* Set task *
Convert all of the rows below into a two-column CSV with the header instruction,bounding_boxes. Write one line per row, putting its text in the first column and its answer in the second, each as one quoted field with any line breaks changed to spaces.

* Dataset *
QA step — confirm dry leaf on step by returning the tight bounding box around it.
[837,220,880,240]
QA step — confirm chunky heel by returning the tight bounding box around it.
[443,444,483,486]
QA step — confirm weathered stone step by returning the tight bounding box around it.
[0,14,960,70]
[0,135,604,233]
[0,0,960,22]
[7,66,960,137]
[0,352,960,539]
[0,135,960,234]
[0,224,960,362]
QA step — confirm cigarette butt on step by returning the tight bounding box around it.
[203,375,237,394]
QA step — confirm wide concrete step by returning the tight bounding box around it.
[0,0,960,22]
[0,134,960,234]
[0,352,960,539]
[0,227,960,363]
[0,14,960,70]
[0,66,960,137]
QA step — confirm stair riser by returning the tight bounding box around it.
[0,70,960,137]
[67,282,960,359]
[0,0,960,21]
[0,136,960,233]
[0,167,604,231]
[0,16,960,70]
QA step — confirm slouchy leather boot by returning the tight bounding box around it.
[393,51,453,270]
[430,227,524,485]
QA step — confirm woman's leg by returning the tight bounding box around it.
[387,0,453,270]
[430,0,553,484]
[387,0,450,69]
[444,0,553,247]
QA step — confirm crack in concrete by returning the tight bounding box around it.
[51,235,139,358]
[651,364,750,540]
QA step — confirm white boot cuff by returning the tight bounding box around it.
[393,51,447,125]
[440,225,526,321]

* Task response *
instruction,bounding_boxes
"QA step — confirm dry leaf on step by returning the tight bounding box around it.","[837,220,880,240]"
"QA step — confirm chunky heel by returning the tight bounding box around it.","[443,444,483,486]"
"QA step — confirm weathered stone step by returning the tight bounding box around it.","[0,14,960,70] [0,135,604,233] [0,0,960,22] [7,66,960,137] [0,352,960,539] [0,135,960,234] [0,224,960,362]"
"QA step — confirm cigarette butt on step by returning the tight bounding box around it.","[203,375,237,394]"
"QA step — confirm wide concrete step by returning the tight bounding box around it.","[0,0,960,22] [0,134,960,234] [0,352,960,539] [0,227,960,363] [0,14,960,70] [0,66,960,137]"
"QA step — confirm stair riser by returning the tight bounding box around it.","[0,70,960,137] [67,282,960,359] [0,0,960,21] [0,136,960,233] [0,167,604,231] [0,16,960,70]"
"QA step — confirm slouchy leather boot by returning the tight bounding box around it.","[393,51,453,270] [430,227,524,485]"
"QA step — confirm woman's leg by returning the tight bounding box around it.","[387,0,453,270] [430,0,553,484] [387,0,450,69] [444,0,553,247]"
"QA step — confirm crack in concrete by returning the tight bounding box around it.","[51,235,139,358] [651,364,750,540]"
"QA step — confirm white boot cuff by returning the tight bounding box around it.","[393,51,447,125] [440,225,526,321]"